Transcribe every entry word for word, but skip the images.

▬▬▬▬▬▬▬▬▬▬

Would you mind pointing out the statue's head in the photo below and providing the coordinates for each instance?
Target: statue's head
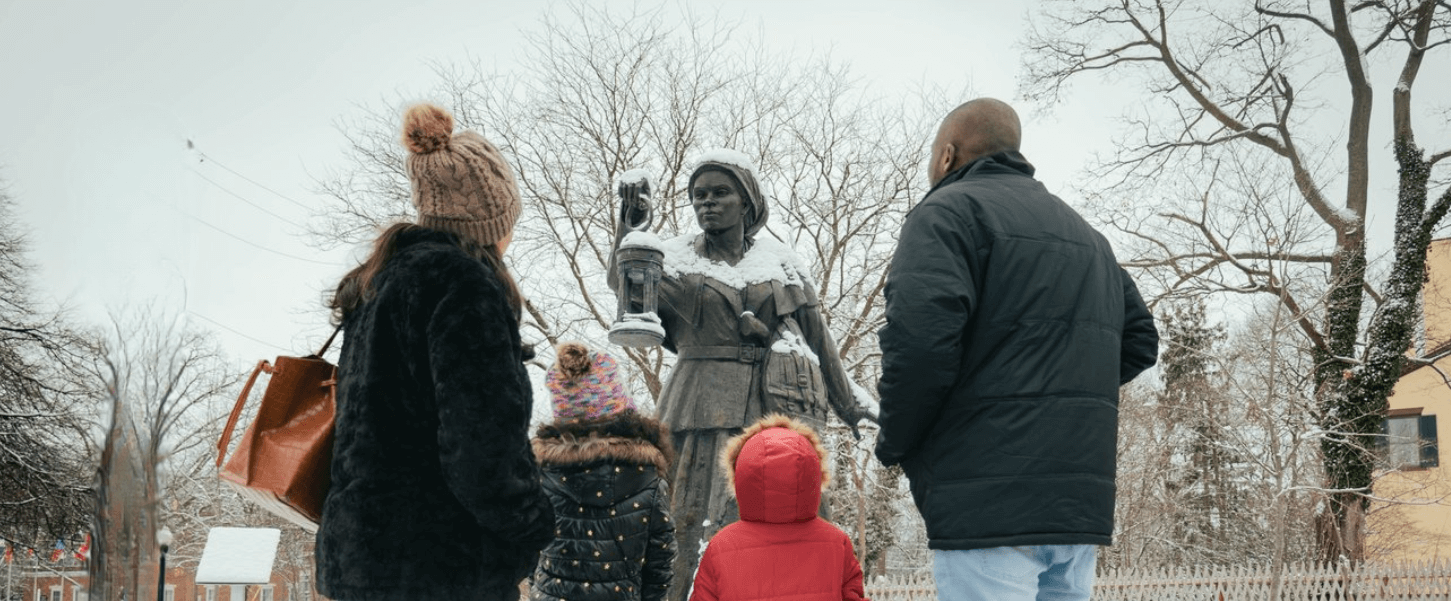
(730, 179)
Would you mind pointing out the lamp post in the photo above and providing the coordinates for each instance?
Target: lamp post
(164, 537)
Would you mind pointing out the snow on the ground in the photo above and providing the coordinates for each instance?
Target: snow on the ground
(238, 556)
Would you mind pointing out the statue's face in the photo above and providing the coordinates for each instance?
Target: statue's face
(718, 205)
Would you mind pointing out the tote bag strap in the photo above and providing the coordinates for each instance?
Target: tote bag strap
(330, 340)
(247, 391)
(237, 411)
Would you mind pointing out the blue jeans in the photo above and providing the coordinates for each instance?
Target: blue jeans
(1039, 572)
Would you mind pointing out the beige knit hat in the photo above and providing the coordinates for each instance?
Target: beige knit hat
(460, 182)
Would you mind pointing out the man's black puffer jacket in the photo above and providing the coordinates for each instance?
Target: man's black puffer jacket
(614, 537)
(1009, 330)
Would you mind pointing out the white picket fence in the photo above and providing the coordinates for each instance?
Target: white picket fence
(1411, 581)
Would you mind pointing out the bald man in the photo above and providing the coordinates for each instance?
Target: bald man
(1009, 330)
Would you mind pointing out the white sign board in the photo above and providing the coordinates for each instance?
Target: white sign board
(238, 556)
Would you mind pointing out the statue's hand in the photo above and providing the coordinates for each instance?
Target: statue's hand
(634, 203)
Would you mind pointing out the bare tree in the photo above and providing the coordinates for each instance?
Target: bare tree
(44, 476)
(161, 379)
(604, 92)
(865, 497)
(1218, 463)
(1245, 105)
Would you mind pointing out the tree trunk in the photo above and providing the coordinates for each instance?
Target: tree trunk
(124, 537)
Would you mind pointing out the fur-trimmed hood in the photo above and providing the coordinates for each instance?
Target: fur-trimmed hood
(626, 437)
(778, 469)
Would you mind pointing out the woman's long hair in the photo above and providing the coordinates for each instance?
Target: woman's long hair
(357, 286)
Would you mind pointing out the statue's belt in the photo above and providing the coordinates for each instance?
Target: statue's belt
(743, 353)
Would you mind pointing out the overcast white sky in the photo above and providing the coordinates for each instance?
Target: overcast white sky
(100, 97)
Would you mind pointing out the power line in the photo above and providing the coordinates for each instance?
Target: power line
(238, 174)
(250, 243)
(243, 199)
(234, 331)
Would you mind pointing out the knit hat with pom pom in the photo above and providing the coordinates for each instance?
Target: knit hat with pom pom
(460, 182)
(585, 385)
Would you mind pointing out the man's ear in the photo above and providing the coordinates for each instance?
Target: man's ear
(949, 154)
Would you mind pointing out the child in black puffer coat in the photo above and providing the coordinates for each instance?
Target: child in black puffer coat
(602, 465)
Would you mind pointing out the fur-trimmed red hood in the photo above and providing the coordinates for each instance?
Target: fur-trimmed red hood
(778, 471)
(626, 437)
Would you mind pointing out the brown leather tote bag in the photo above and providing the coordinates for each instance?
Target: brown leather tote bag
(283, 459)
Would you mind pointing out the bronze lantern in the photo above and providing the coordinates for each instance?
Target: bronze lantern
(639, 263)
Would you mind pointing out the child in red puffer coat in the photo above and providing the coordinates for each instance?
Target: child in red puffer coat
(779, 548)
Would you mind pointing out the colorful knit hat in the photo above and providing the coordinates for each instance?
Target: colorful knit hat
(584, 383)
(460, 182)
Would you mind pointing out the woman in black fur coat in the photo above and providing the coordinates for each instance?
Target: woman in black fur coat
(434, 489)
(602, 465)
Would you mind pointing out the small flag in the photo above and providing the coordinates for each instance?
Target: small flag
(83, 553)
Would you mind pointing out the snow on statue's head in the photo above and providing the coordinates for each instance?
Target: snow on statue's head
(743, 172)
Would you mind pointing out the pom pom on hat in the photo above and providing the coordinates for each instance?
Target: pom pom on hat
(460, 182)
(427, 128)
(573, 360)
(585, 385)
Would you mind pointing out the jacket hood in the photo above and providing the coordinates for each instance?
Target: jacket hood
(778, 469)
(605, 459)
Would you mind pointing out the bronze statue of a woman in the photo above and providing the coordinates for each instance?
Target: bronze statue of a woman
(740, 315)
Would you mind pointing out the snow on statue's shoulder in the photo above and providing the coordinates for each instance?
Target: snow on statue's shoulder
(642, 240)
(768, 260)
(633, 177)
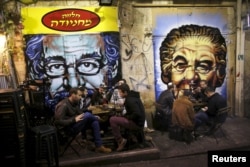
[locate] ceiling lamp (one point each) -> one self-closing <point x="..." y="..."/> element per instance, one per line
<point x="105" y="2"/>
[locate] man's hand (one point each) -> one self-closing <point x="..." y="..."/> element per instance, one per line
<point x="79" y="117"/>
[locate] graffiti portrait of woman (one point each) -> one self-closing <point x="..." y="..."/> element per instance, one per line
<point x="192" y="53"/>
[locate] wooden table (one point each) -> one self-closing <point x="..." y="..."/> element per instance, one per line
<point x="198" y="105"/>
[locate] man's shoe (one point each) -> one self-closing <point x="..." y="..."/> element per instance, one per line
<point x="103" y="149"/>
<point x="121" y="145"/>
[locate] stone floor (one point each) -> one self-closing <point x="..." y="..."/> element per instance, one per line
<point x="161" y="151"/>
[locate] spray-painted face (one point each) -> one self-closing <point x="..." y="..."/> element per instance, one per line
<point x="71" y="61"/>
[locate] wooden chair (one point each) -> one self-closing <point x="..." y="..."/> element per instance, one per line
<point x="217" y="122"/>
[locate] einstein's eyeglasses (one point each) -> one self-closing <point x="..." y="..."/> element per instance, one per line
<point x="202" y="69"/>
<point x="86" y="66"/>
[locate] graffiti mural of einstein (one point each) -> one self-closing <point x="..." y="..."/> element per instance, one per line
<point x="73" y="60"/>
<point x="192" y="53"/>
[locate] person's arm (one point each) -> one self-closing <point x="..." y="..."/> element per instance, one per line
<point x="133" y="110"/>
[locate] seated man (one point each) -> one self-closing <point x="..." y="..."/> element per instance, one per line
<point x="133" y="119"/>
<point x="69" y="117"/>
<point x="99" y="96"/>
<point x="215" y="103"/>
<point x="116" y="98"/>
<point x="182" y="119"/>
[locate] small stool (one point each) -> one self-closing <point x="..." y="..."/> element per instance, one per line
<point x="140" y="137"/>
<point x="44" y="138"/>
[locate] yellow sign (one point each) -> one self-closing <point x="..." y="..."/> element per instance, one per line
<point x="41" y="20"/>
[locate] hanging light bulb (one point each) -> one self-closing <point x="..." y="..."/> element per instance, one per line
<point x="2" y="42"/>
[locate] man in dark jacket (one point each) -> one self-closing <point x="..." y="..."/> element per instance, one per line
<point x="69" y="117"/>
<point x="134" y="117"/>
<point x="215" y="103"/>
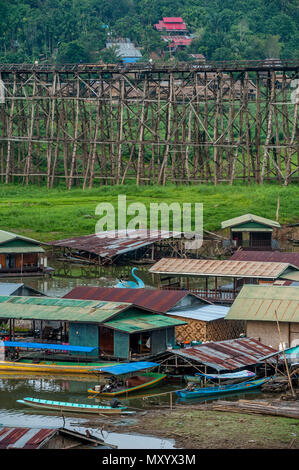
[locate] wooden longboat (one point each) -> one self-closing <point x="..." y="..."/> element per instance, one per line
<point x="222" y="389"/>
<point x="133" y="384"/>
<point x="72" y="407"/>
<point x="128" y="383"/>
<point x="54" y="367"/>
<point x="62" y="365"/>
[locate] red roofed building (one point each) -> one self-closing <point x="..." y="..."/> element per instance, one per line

▬▬▬▬▬▬▬▬▬▬

### EXERCISE SOLUTION:
Would you mind pointing out the statue's head in the photo below and providing the coordinates for each instance?
Target: statue's head
(730, 179)
Would you mind pointing out the lamp post in the photo above and providing the coordinates for each instance?
Target: lamp post
(164, 537)
Would you mind pointing out the snow on the ground in the photo above and providing the coordinates for each instance?
Target: snow on the ground
(238, 556)
Would you mind pointing out the statue's face in the photo above and providing the coordinates for each instance?
Target: statue's face
(718, 205)
Would you mind pointing out the tote bag strap in the photo above and providing the coordinates for each instance?
Target: tote bag strap
(330, 340)
(247, 391)
(237, 411)
Would you mind pointing out the blue jeans in the photo above and providing the coordinates for each instance?
Target: blue jeans
(1039, 572)
Would you mind pointing out the beige knit hat in the photo above and providing the coordinates for each instance?
Target: beige knit hat
(460, 182)
Would you mind pointing out the man's black puffer jacket in the photo above and providing the coordinates for each instance?
Target: man's black puffer jacket
(614, 537)
(1009, 330)
Would you mind pointing out the white picket fence in the photo above and providing the coordinates for each instance?
Target: white picket fence
(1411, 581)
Would you mind pointing out the bald man in the photo above and providing the coordinates for each instance?
Target: bald man
(1009, 330)
Would you mind pointing out the white sign board in the photo above and providing the coordinates for each instance?
Target: white sign board
(238, 556)
Would you mind pointing out the statue's hand in the photo above and providing the coordinates for each instance?
Target: statue's hand
(634, 203)
Would you mind pointing out the bare tree in the photo above and providing the coordinates for each instance?
Target: bare tree
(44, 476)
(161, 379)
(604, 92)
(865, 497)
(1218, 463)
(1245, 105)
Would you mind pointing out the tree trunk in the photo above and providing the coordinates for each instance?
Target: tree trunk
(124, 537)
Would you mind pointing out the fur-trimmed hood in the photo above and providing the coordinates for each instance?
Target: fur-trimmed hood
(626, 437)
(778, 469)
Would you mind pointing out the woman's long hair in the photo above and providing the coordinates for each instance?
Target: woman's long hair
(357, 286)
Would you mind pointing out the statue's belt in the photo above and providing the coordinates for each instance?
Target: statue's belt
(743, 353)
Would you mind pointing out the overcast white sky in the photo above and providing the coordinates for each instance?
Target: overcast white sky
(100, 97)
Would you mind pointing out the power line in the photo above and providing the coordinates for each instance?
Target: power line
(238, 174)
(250, 243)
(243, 199)
(234, 331)
Would you mind pointing out the knit hat with pom pom in the photo above and providing the coordinates for each instance?
Target: knit hat with pom pom
(460, 182)
(585, 385)
Would you mind pointing out the man's ear in the photo above and providing the coordinates for each instance?
Target: man's ear
(949, 154)
Would you mind pointing out the child in black puffer coat in the photo above and providing the coordinates for each instance?
Target: child in black puffer coat
(602, 465)
Would you mind pointing out the fur-trimmed red hood in the photo above and providing the coordinates for each instance?
Target: fur-trimmed red hood
(778, 471)
(626, 437)
Would you mind pointing out the brown leather tote bag in the photo above and providing the coordinates for each instance?
Target: brown leather tote bag
(283, 459)
Would you mind pointing out the bronze lantern in the photo above and providing the coordinates for each instance?
Target: bronze lantern
(639, 263)
Would you mind pointing out the child in red puffer coat in the photo above and providing the coordinates for each instance?
Target: child in red puffer coat
(779, 548)
Would you mind pointing out the colorful knit hat in the photo above and providing the coordinates for each instance?
Target: colorful knit hat
(584, 383)
(460, 182)
Would you mind pointing out the woman in black fur coat in the photo above and providing the coordinates for each instance?
Target: woman in black fur coat
(434, 489)
(602, 465)
Would you mind pointing out the small flag in the photo above and providing the coordinates for each instance?
Target: small flag
(83, 553)
Would you mind pointing out the snow on statue's head in the photo above and providing the coordinates for each instance?
Target: snow on statue's head
(743, 172)
Would you mind pointing out the pom pom on hat in the photo above and providing the coordinates for each instance?
Target: pom pom on hat
(460, 182)
(427, 128)
(573, 360)
(585, 385)
Would you mind pointing out the jacket hood in the photo above and providing the coordinates for each instance?
Target: jacket hood
(778, 469)
(605, 459)
Would you mind pointing out the bronze statue of a woman in the photo above and providing the coordinates for each instance?
Target: bronze statue of a woman
(740, 315)
Would you mind pointing out the snow on statue's shoulder in the photo above and providing the coordinates for each instance?
Target: snow on statue's shoulder
(642, 240)
(768, 260)
(633, 177)
[locate] ceiling lamp (one point each) -> one self-closing <point x="..." y="..."/> element per instance, one per line
<point x="105" y="2"/>
[locate] man's hand (one point each) -> one self-closing <point x="..." y="..."/> element per instance, one per line
<point x="79" y="117"/>
[locate] graffiti portrait of woman (one point each) -> one self-closing <point x="..." y="..."/> element per instance, one per line
<point x="192" y="53"/>
[locate] wooden table (one point each) -> one self-closing <point x="..." y="..."/> element per instance, one per line
<point x="198" y="105"/>
[locate] man's shoe (one point each) -> one self-closing <point x="..." y="..."/> element per instance, one per line
<point x="103" y="149"/>
<point x="121" y="145"/>
[locate] stone floor (one point each) -> one self-closing <point x="..." y="..."/> element per instance, one per line
<point x="161" y="151"/>
[locate] spray-painted face (one point each) -> one self-closing <point x="..." y="..."/> element per instance, one per line
<point x="71" y="61"/>
[locate] wooden chair (one point each) -> one self-closing <point x="..." y="..."/> element per instance, one per line
<point x="217" y="122"/>
[locate] einstein's eyeglasses (one point each) -> one self-closing <point x="..." y="..."/> element per instance, one per line
<point x="202" y="69"/>
<point x="86" y="66"/>
[locate] graffiti mural of einstein (one point each) -> one self-closing <point x="..." y="..."/> element per instance, one per line
<point x="73" y="60"/>
<point x="192" y="53"/>
[locate] person's arm (one point each) -> one self-closing <point x="..." y="..."/> element per instance, one per line
<point x="133" y="110"/>
[locate] seated man (one point each) -> one self-closing <point x="..." y="..."/> element per instance, one per line
<point x="133" y="119"/>
<point x="69" y="117"/>
<point x="99" y="96"/>
<point x="215" y="103"/>
<point x="116" y="98"/>
<point x="182" y="119"/>
[locate] small stool (one point each) -> one self-closing <point x="..." y="..."/> element per instance, one per line
<point x="140" y="137"/>
<point x="44" y="138"/>
[locate] yellow sign (one point each) -> one self-closing <point x="..." y="..."/> element per instance, one per line
<point x="41" y="20"/>
[locate] hanging light bulb (one point each) -> one self-closing <point x="..." y="..."/> element per instance, one per line
<point x="2" y="42"/>
[locate] man in dark jacket (one point each) -> one self-closing <point x="..." y="..."/> element per instance, one per line
<point x="69" y="117"/>
<point x="134" y="117"/>
<point x="215" y="103"/>
[locate] wooden longboat (one point each) -> one self-closing <point x="..." y="..."/> element per instance, one per line
<point x="222" y="389"/>
<point x="133" y="384"/>
<point x="72" y="407"/>
<point x="128" y="383"/>
<point x="54" y="367"/>
<point x="62" y="365"/>
[locate] red roofed building (one point each) -> one self-closing <point x="..." y="..."/> element per instance, one per line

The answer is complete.